Find every line in the listing below that contains the word "Provide" and copy each of those lines.

_Data items:_
--*--
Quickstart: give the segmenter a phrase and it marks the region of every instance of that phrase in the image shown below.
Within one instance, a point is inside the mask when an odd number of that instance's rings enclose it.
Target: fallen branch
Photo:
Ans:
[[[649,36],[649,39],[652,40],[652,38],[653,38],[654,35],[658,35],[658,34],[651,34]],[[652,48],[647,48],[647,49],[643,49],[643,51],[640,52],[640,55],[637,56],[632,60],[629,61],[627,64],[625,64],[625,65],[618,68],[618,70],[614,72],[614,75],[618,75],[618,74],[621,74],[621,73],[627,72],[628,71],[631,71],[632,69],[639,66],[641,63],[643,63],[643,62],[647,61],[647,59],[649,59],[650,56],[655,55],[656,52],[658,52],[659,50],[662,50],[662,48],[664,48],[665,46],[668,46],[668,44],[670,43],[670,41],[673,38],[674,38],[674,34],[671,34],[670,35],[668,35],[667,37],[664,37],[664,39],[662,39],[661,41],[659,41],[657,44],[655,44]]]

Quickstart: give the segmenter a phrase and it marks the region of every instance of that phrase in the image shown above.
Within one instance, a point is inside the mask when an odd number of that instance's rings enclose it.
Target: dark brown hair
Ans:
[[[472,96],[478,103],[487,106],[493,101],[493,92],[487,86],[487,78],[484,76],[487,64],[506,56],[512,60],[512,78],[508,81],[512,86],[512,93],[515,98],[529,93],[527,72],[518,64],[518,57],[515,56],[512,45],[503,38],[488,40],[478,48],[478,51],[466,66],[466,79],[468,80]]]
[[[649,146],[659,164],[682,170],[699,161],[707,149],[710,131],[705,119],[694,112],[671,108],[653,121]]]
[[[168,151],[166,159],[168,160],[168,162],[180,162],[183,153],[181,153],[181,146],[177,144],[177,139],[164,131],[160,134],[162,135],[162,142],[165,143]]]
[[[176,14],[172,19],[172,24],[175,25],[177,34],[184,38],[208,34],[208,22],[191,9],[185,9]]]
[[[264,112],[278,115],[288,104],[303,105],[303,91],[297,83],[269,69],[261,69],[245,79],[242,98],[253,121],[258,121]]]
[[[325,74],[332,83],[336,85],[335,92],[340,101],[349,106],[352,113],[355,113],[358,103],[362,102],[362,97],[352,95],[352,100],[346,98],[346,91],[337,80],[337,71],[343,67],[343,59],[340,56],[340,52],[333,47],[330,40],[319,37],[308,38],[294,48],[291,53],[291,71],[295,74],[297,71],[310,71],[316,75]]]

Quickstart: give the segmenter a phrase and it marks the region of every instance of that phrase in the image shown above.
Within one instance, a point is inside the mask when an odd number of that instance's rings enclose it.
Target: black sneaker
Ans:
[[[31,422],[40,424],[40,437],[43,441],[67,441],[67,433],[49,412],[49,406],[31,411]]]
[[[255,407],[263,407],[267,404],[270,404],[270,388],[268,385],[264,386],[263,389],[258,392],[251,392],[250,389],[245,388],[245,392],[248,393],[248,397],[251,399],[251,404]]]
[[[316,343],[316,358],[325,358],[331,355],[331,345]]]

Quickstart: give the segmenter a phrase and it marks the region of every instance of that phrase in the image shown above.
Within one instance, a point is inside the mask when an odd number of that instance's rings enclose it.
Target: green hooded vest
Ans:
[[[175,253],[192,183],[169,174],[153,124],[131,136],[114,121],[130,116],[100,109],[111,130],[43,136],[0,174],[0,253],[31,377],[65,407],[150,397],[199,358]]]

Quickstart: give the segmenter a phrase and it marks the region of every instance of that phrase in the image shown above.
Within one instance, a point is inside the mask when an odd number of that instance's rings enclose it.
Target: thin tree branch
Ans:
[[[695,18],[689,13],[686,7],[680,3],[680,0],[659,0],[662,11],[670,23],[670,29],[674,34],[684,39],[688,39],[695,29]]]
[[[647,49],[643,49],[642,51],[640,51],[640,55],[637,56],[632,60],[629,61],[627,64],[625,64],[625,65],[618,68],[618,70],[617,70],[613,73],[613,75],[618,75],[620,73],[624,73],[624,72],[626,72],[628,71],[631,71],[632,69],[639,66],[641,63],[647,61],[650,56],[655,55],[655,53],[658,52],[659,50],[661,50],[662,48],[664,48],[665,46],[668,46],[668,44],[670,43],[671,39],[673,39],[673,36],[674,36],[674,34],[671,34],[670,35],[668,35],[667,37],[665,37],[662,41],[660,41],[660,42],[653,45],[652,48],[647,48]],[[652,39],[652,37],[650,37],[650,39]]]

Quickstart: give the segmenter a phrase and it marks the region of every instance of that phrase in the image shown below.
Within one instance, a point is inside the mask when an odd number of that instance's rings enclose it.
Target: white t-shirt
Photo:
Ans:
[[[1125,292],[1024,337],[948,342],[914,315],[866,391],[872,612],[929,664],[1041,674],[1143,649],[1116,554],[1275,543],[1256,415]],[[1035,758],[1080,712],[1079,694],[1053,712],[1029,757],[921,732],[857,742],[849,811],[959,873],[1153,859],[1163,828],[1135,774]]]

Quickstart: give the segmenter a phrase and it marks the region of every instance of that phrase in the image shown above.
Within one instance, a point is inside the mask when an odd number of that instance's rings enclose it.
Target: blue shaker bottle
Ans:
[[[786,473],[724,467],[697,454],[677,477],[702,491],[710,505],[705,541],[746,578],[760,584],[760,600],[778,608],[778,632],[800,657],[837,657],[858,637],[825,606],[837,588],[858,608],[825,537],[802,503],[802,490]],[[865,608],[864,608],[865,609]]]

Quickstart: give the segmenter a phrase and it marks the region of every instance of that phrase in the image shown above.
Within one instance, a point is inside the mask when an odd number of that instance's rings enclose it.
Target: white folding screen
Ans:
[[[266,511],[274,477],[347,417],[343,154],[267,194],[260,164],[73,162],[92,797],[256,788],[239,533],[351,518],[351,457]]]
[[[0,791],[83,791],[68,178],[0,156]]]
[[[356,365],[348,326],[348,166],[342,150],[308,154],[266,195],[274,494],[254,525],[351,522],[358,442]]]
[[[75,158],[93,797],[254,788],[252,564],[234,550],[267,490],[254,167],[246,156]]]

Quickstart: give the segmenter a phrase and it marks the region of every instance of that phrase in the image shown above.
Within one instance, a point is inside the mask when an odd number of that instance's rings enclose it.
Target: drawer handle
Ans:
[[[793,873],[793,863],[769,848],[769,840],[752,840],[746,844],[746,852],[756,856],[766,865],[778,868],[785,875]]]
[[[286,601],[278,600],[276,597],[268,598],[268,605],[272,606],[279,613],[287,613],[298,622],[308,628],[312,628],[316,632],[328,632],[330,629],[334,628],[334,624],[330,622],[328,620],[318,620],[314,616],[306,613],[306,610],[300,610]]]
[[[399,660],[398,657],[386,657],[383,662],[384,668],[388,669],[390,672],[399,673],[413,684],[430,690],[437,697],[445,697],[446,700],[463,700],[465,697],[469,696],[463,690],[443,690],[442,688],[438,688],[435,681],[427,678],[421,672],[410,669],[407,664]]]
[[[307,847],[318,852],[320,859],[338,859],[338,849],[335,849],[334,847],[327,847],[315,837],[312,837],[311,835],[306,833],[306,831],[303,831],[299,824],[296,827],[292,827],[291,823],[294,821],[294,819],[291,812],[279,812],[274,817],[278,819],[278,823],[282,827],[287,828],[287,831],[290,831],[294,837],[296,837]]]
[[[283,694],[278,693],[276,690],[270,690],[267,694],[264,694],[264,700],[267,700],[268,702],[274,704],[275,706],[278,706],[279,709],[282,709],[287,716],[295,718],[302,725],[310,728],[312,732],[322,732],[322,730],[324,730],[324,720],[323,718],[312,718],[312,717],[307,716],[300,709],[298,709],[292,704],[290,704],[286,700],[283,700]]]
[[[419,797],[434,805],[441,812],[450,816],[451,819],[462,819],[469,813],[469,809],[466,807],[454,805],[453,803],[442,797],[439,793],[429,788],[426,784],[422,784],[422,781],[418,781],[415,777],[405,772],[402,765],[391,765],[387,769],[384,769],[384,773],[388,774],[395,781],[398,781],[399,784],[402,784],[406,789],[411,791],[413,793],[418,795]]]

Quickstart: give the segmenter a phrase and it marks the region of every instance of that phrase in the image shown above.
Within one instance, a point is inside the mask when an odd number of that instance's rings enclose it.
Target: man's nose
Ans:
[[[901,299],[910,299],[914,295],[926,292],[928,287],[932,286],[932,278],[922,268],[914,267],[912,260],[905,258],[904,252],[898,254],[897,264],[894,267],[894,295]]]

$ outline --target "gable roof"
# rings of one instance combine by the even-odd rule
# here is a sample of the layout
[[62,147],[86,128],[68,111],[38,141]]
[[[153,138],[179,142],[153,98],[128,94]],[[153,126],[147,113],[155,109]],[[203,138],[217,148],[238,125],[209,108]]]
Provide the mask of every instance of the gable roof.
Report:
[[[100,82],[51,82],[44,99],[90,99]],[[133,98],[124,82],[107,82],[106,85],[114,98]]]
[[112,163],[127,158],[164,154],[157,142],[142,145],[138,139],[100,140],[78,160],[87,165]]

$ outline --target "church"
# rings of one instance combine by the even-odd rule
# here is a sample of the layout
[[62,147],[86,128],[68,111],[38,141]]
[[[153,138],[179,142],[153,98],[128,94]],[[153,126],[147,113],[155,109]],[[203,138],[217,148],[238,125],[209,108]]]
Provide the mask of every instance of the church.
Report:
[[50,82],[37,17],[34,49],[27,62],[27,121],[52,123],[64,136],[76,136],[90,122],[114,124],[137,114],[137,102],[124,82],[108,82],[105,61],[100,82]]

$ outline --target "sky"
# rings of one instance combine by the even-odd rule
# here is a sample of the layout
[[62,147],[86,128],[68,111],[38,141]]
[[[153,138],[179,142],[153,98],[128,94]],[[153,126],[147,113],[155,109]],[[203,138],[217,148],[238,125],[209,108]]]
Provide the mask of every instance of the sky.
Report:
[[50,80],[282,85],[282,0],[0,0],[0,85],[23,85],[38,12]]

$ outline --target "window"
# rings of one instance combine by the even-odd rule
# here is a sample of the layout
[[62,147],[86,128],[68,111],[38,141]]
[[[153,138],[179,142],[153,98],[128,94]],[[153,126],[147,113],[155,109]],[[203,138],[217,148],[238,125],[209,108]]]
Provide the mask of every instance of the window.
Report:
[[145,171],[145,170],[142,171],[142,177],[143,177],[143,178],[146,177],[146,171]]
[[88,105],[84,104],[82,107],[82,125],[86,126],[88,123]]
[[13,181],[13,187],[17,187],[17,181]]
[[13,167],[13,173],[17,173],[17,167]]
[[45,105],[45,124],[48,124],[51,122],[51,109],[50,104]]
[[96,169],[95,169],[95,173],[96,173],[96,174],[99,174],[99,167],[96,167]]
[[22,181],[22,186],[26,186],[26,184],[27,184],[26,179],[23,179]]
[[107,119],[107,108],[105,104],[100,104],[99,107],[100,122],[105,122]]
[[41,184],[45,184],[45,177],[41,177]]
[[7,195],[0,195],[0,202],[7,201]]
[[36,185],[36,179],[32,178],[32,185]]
--*--
_Reply:_
Provide the mask of every instance of the gable roof.
Provide the mask of every instance of the church.
Provide the mask of every instance of the sky.
Provide the mask of every instance of the window.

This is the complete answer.